- [WHAT YOU ARE ASKED TO DO]:
Please retype the stretch of rows below from the line containing "Examine the photo above and find every instance of dark" through the line containing "[697,133,831,427]", including both of those lines and nothing else.

- [INFORMATION SHOWN]:
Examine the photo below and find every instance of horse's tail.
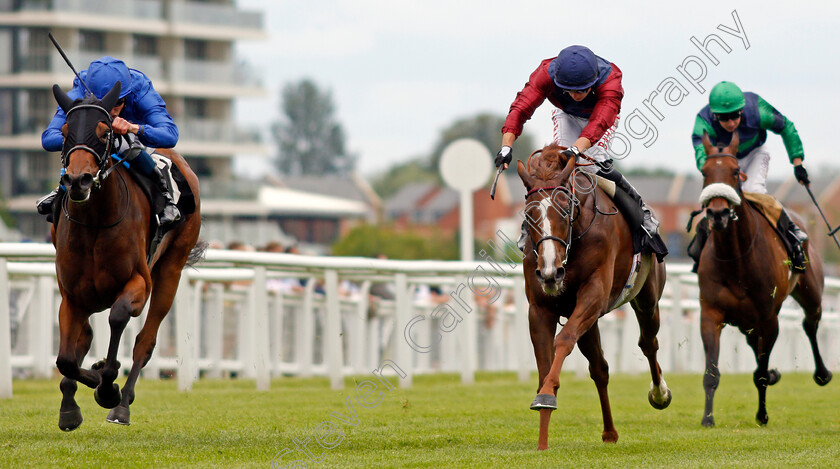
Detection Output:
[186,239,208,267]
==
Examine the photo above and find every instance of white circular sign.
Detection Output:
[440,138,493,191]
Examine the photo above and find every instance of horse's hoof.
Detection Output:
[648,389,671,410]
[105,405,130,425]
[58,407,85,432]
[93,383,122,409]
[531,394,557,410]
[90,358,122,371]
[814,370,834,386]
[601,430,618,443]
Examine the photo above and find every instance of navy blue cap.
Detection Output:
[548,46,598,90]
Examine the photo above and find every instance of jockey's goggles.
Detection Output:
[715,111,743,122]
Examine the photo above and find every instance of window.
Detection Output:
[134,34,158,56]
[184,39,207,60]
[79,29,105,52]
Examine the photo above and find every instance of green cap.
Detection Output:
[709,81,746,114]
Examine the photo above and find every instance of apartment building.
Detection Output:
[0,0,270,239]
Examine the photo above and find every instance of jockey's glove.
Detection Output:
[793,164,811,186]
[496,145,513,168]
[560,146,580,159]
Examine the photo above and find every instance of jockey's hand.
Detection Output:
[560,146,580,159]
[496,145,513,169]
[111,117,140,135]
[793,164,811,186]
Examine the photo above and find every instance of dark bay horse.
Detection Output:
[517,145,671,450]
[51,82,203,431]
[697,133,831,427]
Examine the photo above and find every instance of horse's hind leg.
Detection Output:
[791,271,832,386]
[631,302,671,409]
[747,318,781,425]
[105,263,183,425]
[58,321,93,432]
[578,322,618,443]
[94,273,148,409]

- [FULL OUTPUT]:
Examine the photo above and find every instance of dark bay horse.
Detection Output:
[517,145,671,450]
[51,82,203,431]
[697,133,831,427]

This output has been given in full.